====== DATASET RECORDS ======
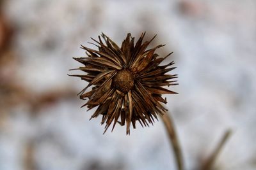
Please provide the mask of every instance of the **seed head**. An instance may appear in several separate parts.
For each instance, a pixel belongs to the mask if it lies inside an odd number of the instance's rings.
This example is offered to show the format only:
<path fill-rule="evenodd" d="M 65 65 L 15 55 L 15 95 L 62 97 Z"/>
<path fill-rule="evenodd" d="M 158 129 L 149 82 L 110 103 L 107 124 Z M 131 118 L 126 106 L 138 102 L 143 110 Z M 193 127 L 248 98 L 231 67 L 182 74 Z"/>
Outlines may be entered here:
<path fill-rule="evenodd" d="M 159 66 L 172 53 L 159 57 L 155 51 L 162 45 L 147 50 L 156 36 L 142 43 L 145 34 L 134 45 L 134 38 L 129 33 L 119 48 L 102 33 L 99 41 L 92 38 L 98 50 L 82 46 L 87 56 L 74 58 L 84 65 L 75 69 L 86 74 L 71 76 L 89 83 L 79 94 L 81 99 L 89 99 L 83 106 L 88 110 L 98 106 L 92 118 L 102 115 L 101 124 L 106 124 L 104 132 L 112 122 L 112 131 L 116 123 L 121 125 L 126 123 L 127 134 L 130 134 L 131 124 L 135 129 L 137 121 L 142 127 L 153 124 L 157 115 L 167 111 L 160 103 L 167 103 L 162 94 L 176 94 L 162 87 L 177 84 L 173 80 L 177 74 L 166 74 L 175 68 L 168 68 L 174 62 Z M 86 92 L 90 86 L 92 90 Z"/>

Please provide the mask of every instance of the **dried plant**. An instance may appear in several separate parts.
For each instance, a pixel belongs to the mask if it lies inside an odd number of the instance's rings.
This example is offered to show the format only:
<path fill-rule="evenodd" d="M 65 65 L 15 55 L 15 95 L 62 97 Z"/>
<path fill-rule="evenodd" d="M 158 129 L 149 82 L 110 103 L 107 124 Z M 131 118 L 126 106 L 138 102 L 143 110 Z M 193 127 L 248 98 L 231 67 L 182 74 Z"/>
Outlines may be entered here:
<path fill-rule="evenodd" d="M 135 129 L 137 120 L 143 127 L 153 124 L 157 115 L 167 110 L 161 104 L 167 103 L 162 94 L 176 94 L 162 87 L 177 85 L 173 80 L 177 74 L 166 74 L 175 68 L 168 67 L 174 62 L 159 66 L 172 53 L 159 57 L 155 51 L 163 45 L 147 50 L 156 36 L 143 43 L 145 34 L 134 43 L 134 38 L 128 34 L 120 48 L 102 33 L 99 41 L 92 38 L 98 50 L 82 46 L 87 57 L 74 58 L 84 65 L 74 69 L 86 74 L 71 76 L 89 82 L 79 94 L 81 99 L 89 99 L 83 106 L 88 110 L 99 106 L 92 118 L 102 115 L 101 124 L 106 123 L 104 132 L 113 122 L 112 131 L 117 122 L 121 125 L 126 122 L 127 134 L 130 134 L 131 124 Z M 92 90 L 86 92 L 92 85 Z"/>

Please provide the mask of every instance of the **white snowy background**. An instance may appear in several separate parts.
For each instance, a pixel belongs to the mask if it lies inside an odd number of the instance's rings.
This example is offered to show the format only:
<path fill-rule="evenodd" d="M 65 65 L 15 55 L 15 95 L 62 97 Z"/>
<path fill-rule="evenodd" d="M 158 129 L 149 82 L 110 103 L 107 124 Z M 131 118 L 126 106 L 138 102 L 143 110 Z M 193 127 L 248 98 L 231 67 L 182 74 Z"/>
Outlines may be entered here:
<path fill-rule="evenodd" d="M 81 66 L 72 57 L 84 56 L 79 46 L 92 46 L 90 37 L 103 32 L 120 45 L 128 32 L 157 34 L 153 45 L 166 44 L 158 53 L 174 52 L 166 62 L 178 67 L 179 85 L 170 89 L 179 94 L 166 96 L 166 106 L 186 169 L 198 169 L 228 129 L 232 136 L 215 167 L 256 169 L 256 1 L 8 0 L 3 10 L 19 57 L 10 76 L 35 94 L 85 86 L 67 74 Z M 74 94 L 35 115 L 26 103 L 5 110 L 0 170 L 175 169 L 161 121 L 138 125 L 129 136 L 119 126 L 102 135 L 100 119 L 89 121 L 93 111 L 80 108 L 83 102 Z"/>

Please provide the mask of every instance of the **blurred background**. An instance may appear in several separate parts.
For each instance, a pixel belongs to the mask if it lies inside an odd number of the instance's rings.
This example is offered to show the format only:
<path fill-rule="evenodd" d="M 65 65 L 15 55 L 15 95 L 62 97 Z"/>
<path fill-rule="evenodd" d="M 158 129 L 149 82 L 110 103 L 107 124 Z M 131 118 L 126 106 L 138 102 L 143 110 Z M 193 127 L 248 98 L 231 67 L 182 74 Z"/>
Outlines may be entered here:
<path fill-rule="evenodd" d="M 216 169 L 256 169 L 256 1 L 0 1 L 0 170 L 175 169 L 161 121 L 102 135 L 80 108 L 80 45 L 104 32 L 157 37 L 174 52 L 166 96 L 186 169 L 200 169 L 226 129 Z"/>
======
= WHAT YOU NEED TO DO =
Write out every line of the items above as a Markdown table with the columns Row and Line, numbering the rows and skipping blank lines. Leave the pictures out.

= TASK ANSWER =
| Row | Line |
|---|---|
| 1 | Please provide the mask of every instance of the **seed head**. An instance may appear in several separate parts. |
| 2 | For each instance, a pixel belongs to the mask if it lies inside an odd number of the instance's rings. |
| 3 | This example is offered to show the format only: |
| 4 | <path fill-rule="evenodd" d="M 65 65 L 15 55 L 15 95 L 62 97 Z"/> |
| 5 | <path fill-rule="evenodd" d="M 158 129 L 149 82 L 110 103 L 107 124 Z M 131 118 L 126 106 L 138 102 L 143 110 Z M 193 127 L 248 98 L 231 67 L 182 74 Z"/> |
| 6 | Outlines may be entered here: |
| 7 | <path fill-rule="evenodd" d="M 159 66 L 172 53 L 159 57 L 155 51 L 162 45 L 147 50 L 156 36 L 142 43 L 145 34 L 134 45 L 134 38 L 129 33 L 119 48 L 102 33 L 99 41 L 92 38 L 98 50 L 82 46 L 87 56 L 74 58 L 84 65 L 75 69 L 86 74 L 71 76 L 89 83 L 79 94 L 81 99 L 89 99 L 83 106 L 88 110 L 98 106 L 92 118 L 102 115 L 101 124 L 106 124 L 104 132 L 112 122 L 112 131 L 116 123 L 121 125 L 126 123 L 127 134 L 130 134 L 131 124 L 135 129 L 137 121 L 142 127 L 153 124 L 157 115 L 167 111 L 160 103 L 167 103 L 162 94 L 176 94 L 162 87 L 177 84 L 173 80 L 177 74 L 166 74 L 175 68 L 168 68 L 174 62 Z M 86 92 L 90 86 L 92 90 Z"/> |
| 8 | Please provide the mask of every instance of the **dried plant**. An instance may appear in several separate parts. |
| 9 | For each instance, a pixel belongs to the mask if it lies inside an odd number of the instance's rings. |
| 10 | This example is offered to show the format only: |
| 11 | <path fill-rule="evenodd" d="M 65 65 L 15 55 L 15 95 L 62 97 Z"/> |
| 12 | <path fill-rule="evenodd" d="M 158 129 L 149 82 L 110 103 L 107 124 Z M 131 118 L 126 106 L 138 102 L 143 110 Z M 193 127 L 248 98 L 231 67 L 182 74 Z"/> |
| 13 | Outlines may be entered here: |
| 14 | <path fill-rule="evenodd" d="M 135 129 L 137 120 L 143 127 L 153 124 L 157 115 L 167 110 L 161 104 L 167 103 L 162 94 L 176 94 L 162 87 L 177 85 L 173 80 L 177 74 L 166 74 L 175 68 L 168 67 L 174 62 L 159 66 L 172 53 L 159 57 L 155 51 L 163 45 L 147 50 L 156 36 L 143 43 L 145 34 L 134 43 L 134 38 L 128 34 L 120 48 L 102 33 L 99 41 L 92 38 L 98 50 L 82 46 L 87 57 L 74 58 L 84 65 L 74 69 L 86 74 L 71 76 L 89 82 L 79 94 L 81 99 L 89 99 L 83 106 L 88 110 L 99 106 L 92 118 L 102 115 L 101 124 L 106 123 L 104 132 L 113 122 L 112 131 L 117 122 L 121 125 L 126 122 L 127 134 L 130 134 L 131 124 Z M 92 90 L 86 92 L 92 85 Z"/> |
| 15 | Please provide the mask of every instance of the **white snowy background**. An instance may appear in several separate parts. |
| 16 | For each instance, a pixel belongs to the mask if it lies inside an odd number of the instance's rings. |
| 17 | This example is offered to show the format only: |
| 18 | <path fill-rule="evenodd" d="M 65 65 L 15 55 L 15 95 L 62 97 Z"/> |
| 19 | <path fill-rule="evenodd" d="M 158 129 L 149 82 L 110 103 L 107 124 Z M 131 118 L 126 106 L 138 102 L 143 110 Z M 193 127 L 248 98 L 231 67 L 182 74 Z"/> |
| 20 | Outlines may be entered here: |
| 21 | <path fill-rule="evenodd" d="M 81 66 L 72 57 L 84 56 L 79 46 L 92 46 L 90 37 L 103 32 L 120 45 L 128 32 L 157 34 L 153 45 L 166 44 L 158 53 L 174 52 L 166 62 L 178 67 L 179 85 L 170 89 L 179 94 L 166 96 L 166 106 L 186 169 L 198 169 L 228 129 L 232 136 L 215 167 L 256 169 L 256 1 L 8 0 L 3 10 L 19 57 L 10 76 L 35 94 L 85 86 L 67 74 Z M 74 94 L 35 115 L 26 103 L 5 110 L 0 170 L 175 169 L 161 121 L 138 125 L 129 136 L 119 126 L 102 135 L 100 119 L 89 121 L 93 111 L 80 108 L 83 102 Z"/> |
| 22 | Please provide the mask of every instance of the **blurred background**. An instance may appear in several separate parts. |
| 23 | For each instance, a pixel belongs to the mask if it lies inside an odd number of the instance's rings. |
| 24 | This example is offered to show the format only: |
| 25 | <path fill-rule="evenodd" d="M 65 65 L 15 55 L 15 95 L 62 97 Z"/> |
| 26 | <path fill-rule="evenodd" d="M 158 129 L 149 82 L 110 103 L 107 124 Z M 131 118 L 126 106 L 138 102 L 143 110 Z M 193 127 L 248 98 L 231 67 L 182 74 Z"/> |
| 27 | Outlines may be entered here: |
| 28 | <path fill-rule="evenodd" d="M 216 169 L 256 169 L 256 1 L 0 1 L 0 170 L 175 169 L 161 121 L 102 135 L 80 108 L 80 45 L 104 32 L 157 37 L 174 52 L 166 96 L 186 169 L 200 169 L 226 129 Z"/> |